The 1st Canadian Infantry Battalion was a battalion of the Canadian Expeditionary Force that saw service in the First World War.

History 
The battalion was created on 2 September 1914 with recruits from "Military District 1" which was Western Ontario. The battalion set off for England on board the Laurentic berthed in Quebec. They arrived in England on 14 October 1914 with a strength of 45 officers and 1121 men. The battalion became part of the 1st Canadian Division, 1st Canadian Infantry Brigade where it saw action at Ypres and along the Western Front.

The battalion returned to Canada on 21 April 1919, was demobilized on 24 April 1919, and disbanded soon after.

Perpetuation 
The 1st Canadian Infantry Battalion was initially perpetuated by The Canadian Fusiliers (City of London Regiment), and is currently perpetuated by The Royal Canadian Regiment.

Data section —
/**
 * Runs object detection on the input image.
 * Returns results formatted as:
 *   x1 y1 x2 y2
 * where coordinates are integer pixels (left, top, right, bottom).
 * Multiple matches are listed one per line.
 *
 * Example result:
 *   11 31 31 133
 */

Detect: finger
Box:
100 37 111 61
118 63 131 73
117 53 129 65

Task requirements —
**1.** Say whether each statement agrees with the 1st Canadian Infantry Battalion article above the listing, answering yes or no and quoting the article's deciding words. (a) The battalion sailed for England aboard the Laurentic. (b) The battalion reached England with 1121 officers. (c) The Canadian Fusiliers (City of London Regiment) currently perpetuates the battalion.
**2.** Carry on the 1st Canadian Infantry Battalion article above the listing, starting after its final sentence.

Task-by-task results —
**1.**
(a) Yes: "The battalion set off for England on board the Laurentic berthed in Quebec."
(b) No: "a strength of 45 officers and 1121 men."
(c) No: "is currently perpetuated by The Royal Canadian Regiment."

**2.**
Battle Honours

The Great War 

 Ypres 1915, 17
 Gravenstafel
 St. Julien
 Festubert, 1915
 Mount Sorrel
 Somme 1916
 Pozieres
 Flers-Courcelette
 Ancre Heights
 Arras 1917-1918
 Vimy 1917
 Arleux
 Scarpe 1917, 1918
 Hill 70
 Passchendaele
 Amiens
 Drocourt –Queant
 Hindenburg Line
 Canal du Nord
 Pursuit to Mons
 France and Flanders 1915-1918.

Notable Members 
Lieutenant Frederick William Campbell was awarded the Victoria Cross for his heroism in action 15 June 1915 at Givenchy, France; he died of wounds four days later.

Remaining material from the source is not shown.